### Provided data:
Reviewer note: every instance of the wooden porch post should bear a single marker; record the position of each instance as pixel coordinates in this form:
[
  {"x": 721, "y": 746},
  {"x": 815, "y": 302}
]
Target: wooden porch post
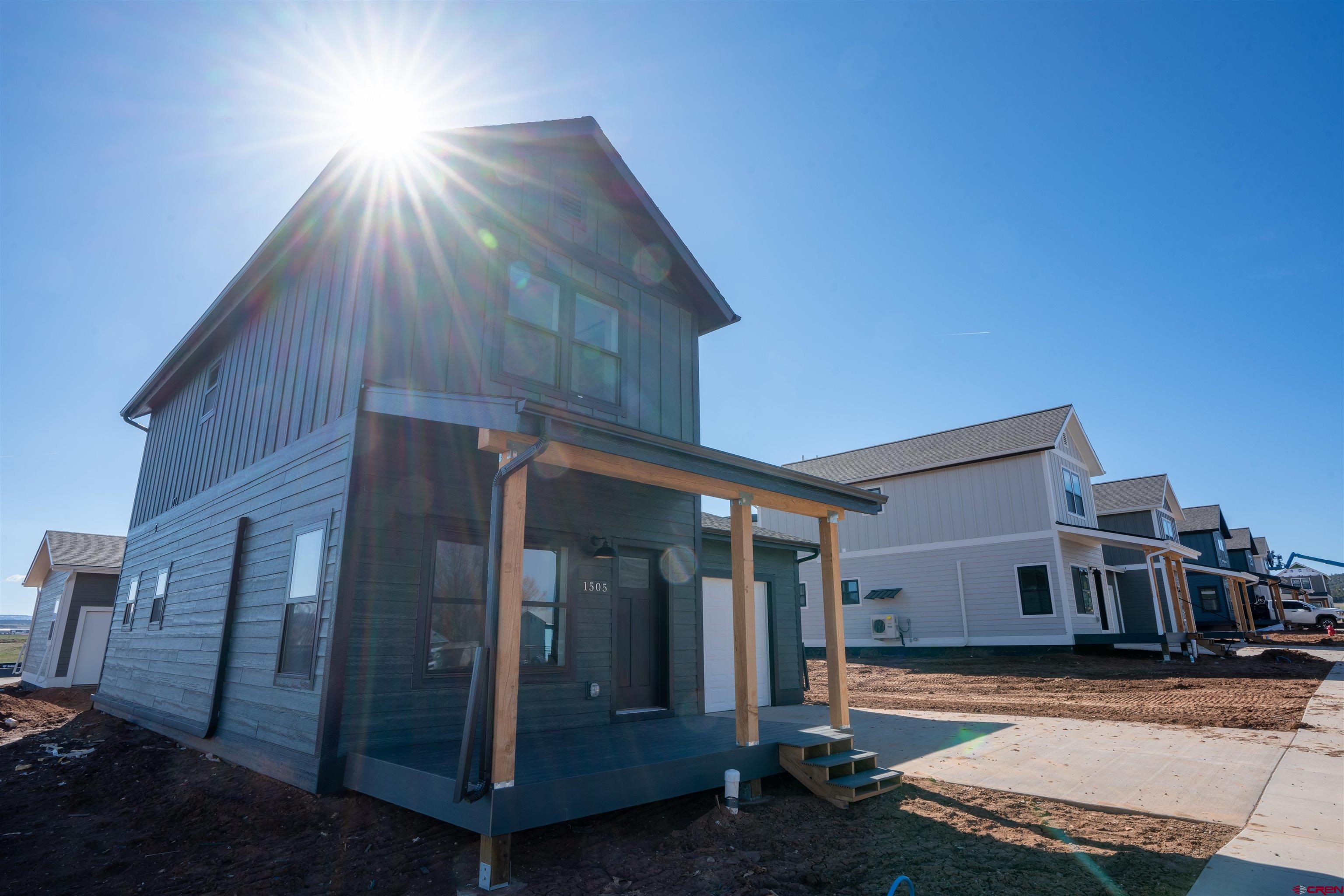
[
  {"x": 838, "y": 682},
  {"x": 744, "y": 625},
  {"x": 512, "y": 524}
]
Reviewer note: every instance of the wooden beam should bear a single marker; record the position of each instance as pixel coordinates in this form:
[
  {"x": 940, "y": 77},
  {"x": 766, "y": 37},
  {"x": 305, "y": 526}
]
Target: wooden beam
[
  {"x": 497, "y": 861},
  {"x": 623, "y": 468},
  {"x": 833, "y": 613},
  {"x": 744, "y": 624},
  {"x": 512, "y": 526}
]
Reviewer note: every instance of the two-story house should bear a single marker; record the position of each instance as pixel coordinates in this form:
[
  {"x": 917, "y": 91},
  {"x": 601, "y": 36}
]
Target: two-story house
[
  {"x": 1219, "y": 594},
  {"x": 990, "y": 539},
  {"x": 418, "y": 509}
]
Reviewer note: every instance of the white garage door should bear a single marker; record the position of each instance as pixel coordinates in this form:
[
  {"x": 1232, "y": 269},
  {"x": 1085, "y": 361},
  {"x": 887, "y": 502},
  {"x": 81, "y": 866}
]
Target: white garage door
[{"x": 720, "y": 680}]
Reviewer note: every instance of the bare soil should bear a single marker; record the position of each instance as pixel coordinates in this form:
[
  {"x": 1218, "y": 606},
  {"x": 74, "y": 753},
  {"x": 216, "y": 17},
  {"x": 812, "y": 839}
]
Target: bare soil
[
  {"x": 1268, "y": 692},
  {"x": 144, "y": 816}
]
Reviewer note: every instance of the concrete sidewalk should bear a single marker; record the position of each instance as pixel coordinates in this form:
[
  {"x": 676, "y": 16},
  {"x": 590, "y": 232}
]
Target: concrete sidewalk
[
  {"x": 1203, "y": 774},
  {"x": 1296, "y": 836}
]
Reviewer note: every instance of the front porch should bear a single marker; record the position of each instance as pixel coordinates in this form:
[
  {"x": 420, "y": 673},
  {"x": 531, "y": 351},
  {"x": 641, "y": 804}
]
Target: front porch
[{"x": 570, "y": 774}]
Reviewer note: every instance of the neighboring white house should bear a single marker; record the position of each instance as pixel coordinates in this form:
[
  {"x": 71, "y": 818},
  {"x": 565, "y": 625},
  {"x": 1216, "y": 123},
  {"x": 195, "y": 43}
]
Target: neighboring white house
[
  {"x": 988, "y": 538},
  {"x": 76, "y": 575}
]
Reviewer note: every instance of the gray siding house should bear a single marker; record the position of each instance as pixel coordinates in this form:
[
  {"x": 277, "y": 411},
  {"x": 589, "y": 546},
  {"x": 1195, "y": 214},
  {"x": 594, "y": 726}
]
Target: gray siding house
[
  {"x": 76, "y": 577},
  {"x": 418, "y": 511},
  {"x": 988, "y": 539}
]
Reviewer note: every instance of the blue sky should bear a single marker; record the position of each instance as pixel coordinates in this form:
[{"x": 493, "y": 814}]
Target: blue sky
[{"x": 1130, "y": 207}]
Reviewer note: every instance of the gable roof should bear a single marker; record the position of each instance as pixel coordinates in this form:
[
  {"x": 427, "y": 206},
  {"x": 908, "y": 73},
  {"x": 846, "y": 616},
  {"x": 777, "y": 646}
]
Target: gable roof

### What is required:
Output each entry verbatim; none of the pictures should be included.

### Written response:
Reviewer note: every instance of the wooden porch post should bear a single marker; record the position of each instance as pixel coordinates in this form:
[
  {"x": 721, "y": 746},
  {"x": 815, "y": 302}
]
Target: wooden porch post
[
  {"x": 838, "y": 682},
  {"x": 744, "y": 625},
  {"x": 512, "y": 524}
]
Reviewer note: every instance of the wooden beam should bear a single marker; record the position of each instance as pixel coordinates in this form:
[
  {"x": 940, "y": 77},
  {"x": 766, "y": 37},
  {"x": 305, "y": 526}
]
Target: wooden beam
[
  {"x": 497, "y": 861},
  {"x": 623, "y": 468},
  {"x": 833, "y": 613},
  {"x": 744, "y": 624},
  {"x": 512, "y": 526}
]
Reviewer note: every instance of the two-story house should bear a single marker; record the position of each instance as pixel coordinates in this form:
[
  {"x": 917, "y": 91},
  {"x": 601, "y": 36}
]
Target: two-story house
[
  {"x": 1219, "y": 594},
  {"x": 990, "y": 539},
  {"x": 418, "y": 509}
]
Reviewer note: every instance of the white garage door should bear a single marker; record the position of each instance as pixel coordinates in this form:
[
  {"x": 1232, "y": 269},
  {"x": 1085, "y": 361},
  {"x": 887, "y": 502},
  {"x": 81, "y": 866}
]
Target: white garage door
[{"x": 720, "y": 680}]
Reviewer note: every instance of the bare soil should bear a single marker; record the position of each instance as pixel coordinates in this form:
[
  {"x": 1218, "y": 606},
  {"x": 74, "y": 753},
  {"x": 216, "y": 17},
  {"x": 812, "y": 839}
]
Target: bare soil
[
  {"x": 1268, "y": 692},
  {"x": 144, "y": 816}
]
Reviewer note: every instance of the concrete sidewalk should bear a single marker; record the position of each instance as pixel coordinates in this form:
[
  {"x": 676, "y": 16},
  {"x": 590, "y": 232}
]
Target: concrete sidewalk
[
  {"x": 1203, "y": 774},
  {"x": 1296, "y": 836}
]
Reviewer note: every instance of the front porch should bear a single marker; record the position of each instance as pixel coordinates in this form:
[
  {"x": 420, "y": 673},
  {"x": 531, "y": 351},
  {"x": 641, "y": 804}
]
Target: front porch
[{"x": 570, "y": 774}]
Reviewer note: every instance of the neighboring white house should bear a single marker; record the position of each instance as pixel coordinates in this form:
[
  {"x": 71, "y": 818},
  {"x": 565, "y": 625},
  {"x": 1216, "y": 123},
  {"x": 195, "y": 43}
]
Target: neighboring white house
[
  {"x": 988, "y": 538},
  {"x": 76, "y": 575}
]
Reviewer note: every instance of the gray siding house should bear a single marker; record the position of each instance as pixel coordinates in this form:
[
  {"x": 277, "y": 411},
  {"x": 589, "y": 546},
  {"x": 1195, "y": 214},
  {"x": 594, "y": 726}
]
Target: gray siding house
[
  {"x": 76, "y": 577},
  {"x": 418, "y": 511},
  {"x": 988, "y": 539}
]
Reviewer note: every instance of the blue sky should bear a single marker; record the position of each instance as pixel coordinates in this form:
[{"x": 493, "y": 814}]
Target: blue sky
[{"x": 1130, "y": 207}]
Reviewer note: every instance of the gable roof should bear a single marker; record the position of each instance as pixel coordinates in this form:
[
  {"x": 427, "y": 206},
  {"x": 908, "y": 73},
  {"x": 846, "y": 616},
  {"x": 777, "y": 646}
]
Target: gable roof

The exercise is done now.